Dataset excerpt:
---

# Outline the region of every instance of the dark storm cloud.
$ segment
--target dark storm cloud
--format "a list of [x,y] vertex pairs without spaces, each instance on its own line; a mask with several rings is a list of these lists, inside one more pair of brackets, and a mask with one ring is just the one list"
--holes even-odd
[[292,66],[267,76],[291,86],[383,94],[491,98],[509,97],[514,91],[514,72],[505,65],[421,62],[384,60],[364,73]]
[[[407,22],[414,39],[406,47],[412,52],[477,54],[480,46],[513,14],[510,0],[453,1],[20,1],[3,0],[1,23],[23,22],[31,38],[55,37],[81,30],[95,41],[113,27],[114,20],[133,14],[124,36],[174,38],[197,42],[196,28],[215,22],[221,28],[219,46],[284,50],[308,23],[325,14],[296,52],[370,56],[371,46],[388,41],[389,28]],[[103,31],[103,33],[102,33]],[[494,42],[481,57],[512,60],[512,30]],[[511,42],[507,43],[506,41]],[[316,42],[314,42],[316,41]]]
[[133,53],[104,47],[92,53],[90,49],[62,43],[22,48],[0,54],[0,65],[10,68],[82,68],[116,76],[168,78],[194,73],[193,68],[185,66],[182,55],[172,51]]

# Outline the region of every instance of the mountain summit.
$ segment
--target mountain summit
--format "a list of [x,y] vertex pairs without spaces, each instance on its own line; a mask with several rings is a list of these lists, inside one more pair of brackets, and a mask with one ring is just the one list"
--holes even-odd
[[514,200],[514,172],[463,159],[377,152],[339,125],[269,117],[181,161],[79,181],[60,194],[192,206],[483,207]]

---

--- To do ---
Render every line of the records above as a Markdown table with two columns, Row and Line. Number each row, and omit blank lines.

--- Task output ---
| Row | Line |
|---|---|
| 1 | # Outline the region of every instance of the dark storm cloud. |
| 2 | $ segment |
| 3 | --target dark storm cloud |
| 4 | --format "a list of [x,y] vertex pairs without spaces, each instance on its own line; a mask with several rings is a list of these lists, inside one more pair of brackets, and a mask with one ring is just the one list" |
| 5 | --holes even-odd |
| 6 | [[292,66],[267,76],[291,86],[383,94],[491,98],[509,97],[514,91],[514,72],[505,65],[421,62],[384,60],[364,73]] |
| 7 | [[[407,22],[414,39],[406,47],[412,52],[477,54],[480,46],[513,14],[510,0],[453,1],[20,1],[3,0],[1,23],[23,22],[31,38],[55,37],[81,30],[95,41],[113,27],[114,20],[133,14],[124,36],[174,38],[197,42],[196,28],[215,22],[221,28],[219,46],[284,50],[308,23],[325,14],[296,52],[370,56],[371,46],[388,41],[389,28]],[[103,31],[103,33],[102,33]],[[494,42],[481,57],[512,60],[512,30]],[[511,42],[507,43],[506,41]],[[316,42],[314,42],[316,41]]] |
| 8 | [[133,53],[104,47],[92,53],[90,49],[62,43],[22,48],[0,54],[0,65],[10,68],[82,68],[116,76],[168,78],[194,73],[193,68],[185,66],[182,55],[172,51]] |
| 9 | # Outline the region of every instance of the mountain summit. |
| 10 | $ segment |
| 11 | --target mountain summit |
| 12 | --format "a list of [x,y] vertex pairs without spaces, each instance on its own line; a mask with several rings is a list of these lists, inside one more pair of brackets, and a mask with one ring is just the one list" |
| 13 | --holes even-odd |
| 14 | [[514,200],[514,172],[463,159],[377,152],[339,125],[269,117],[181,161],[79,181],[60,194],[192,206],[483,207]] |